Tasks to perform:
1. Answer these about the Isthmus newspaper text, one per line:
(a) Who is listed as the paper's publisher?
(b) On what date was the paper founded?
(c) In what year did the newspaper become a nonprofit?
2. In the Isthmus newspaper text, revise the passage starting with "Isthmus is a" and going on through "and music scenes.". Change "monthly" to "weekly" and write the revised passage out in full.

*** Document passage Section Begins ***

Isthmus
- Type: Alternative newspaper
- Format: Tabloid
- Owner(s): Isthmus Community Media, Inc.
- Publisher: Jason Joyce
- President: Judith Davidoff
- Associate editor: Linda Falkenstein
- Staff writers: Chali Pittman
- Calendar Editor: Bob Koch
- Founded: April 9, 1976
- Headquarters: Madison, Wisconsin, United States
- Circulation: 35,000
- Website: isthmus.com

= Isthmus (newspaper) =

American alternative newspaper

Isthmus is a free alternative newspaper based in Madison, Wisconsin (US). Founded by Vince O'Hern and Fred Milverstedt in 1976, the paper is published monthly on the first Thursday, with a circulation of 35,000. In 2020 the newspaper became a nonprofit, joining a growing number of local news outlets turning to community support to fund operations. Isthmus offers local news, opinion, sports and coverage of the arts, dining and music scenes.

*** Document passage Section Ends ***
*** Records Section Begins ***

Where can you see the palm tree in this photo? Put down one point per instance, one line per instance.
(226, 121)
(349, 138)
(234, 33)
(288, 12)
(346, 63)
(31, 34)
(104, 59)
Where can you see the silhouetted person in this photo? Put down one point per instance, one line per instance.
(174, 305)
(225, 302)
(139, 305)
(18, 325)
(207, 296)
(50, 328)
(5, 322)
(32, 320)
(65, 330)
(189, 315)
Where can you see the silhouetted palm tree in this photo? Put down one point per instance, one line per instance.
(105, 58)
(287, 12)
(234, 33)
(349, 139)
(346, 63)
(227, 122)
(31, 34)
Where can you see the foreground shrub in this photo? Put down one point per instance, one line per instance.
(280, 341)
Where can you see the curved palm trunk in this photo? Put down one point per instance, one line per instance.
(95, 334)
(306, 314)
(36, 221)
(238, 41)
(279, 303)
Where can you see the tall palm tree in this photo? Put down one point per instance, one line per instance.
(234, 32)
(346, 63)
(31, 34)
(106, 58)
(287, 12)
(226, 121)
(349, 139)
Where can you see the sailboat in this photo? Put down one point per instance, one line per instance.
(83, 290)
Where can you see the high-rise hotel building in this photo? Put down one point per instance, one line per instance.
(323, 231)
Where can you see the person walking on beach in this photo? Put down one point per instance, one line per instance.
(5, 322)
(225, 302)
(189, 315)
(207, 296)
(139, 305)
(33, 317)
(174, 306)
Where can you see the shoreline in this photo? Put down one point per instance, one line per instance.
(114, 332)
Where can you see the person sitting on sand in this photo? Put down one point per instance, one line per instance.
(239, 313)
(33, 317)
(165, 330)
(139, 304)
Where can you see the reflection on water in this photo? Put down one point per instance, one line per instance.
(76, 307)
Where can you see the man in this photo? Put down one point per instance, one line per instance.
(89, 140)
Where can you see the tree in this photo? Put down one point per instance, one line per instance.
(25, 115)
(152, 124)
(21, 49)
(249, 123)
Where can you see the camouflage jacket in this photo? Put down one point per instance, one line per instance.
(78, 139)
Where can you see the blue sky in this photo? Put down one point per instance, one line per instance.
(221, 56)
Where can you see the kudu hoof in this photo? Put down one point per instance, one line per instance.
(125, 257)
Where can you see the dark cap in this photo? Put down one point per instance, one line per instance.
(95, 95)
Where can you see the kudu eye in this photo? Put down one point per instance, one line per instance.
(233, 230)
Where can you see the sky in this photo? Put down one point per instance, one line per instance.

*** Records Section Ends ***

List of solutions:
1.
(a) Jason Joyce
(b) April 9, 1976
(c) 2020

2.
Isthmus is a free alternative newspaper based in Madison, Wisconsin (US). Founded by Vince O'Hern and Fred Milverstedt in 1976, the paper is published weekly on the first Thursday, with a circulation of 35,000. In 2020 the newspaper became a nonprofit, joining a growing number of local news outlets turning to community support to fund operations. Isthmus offers local news, opinion, sports and coverage of the arts, dining and music scenes.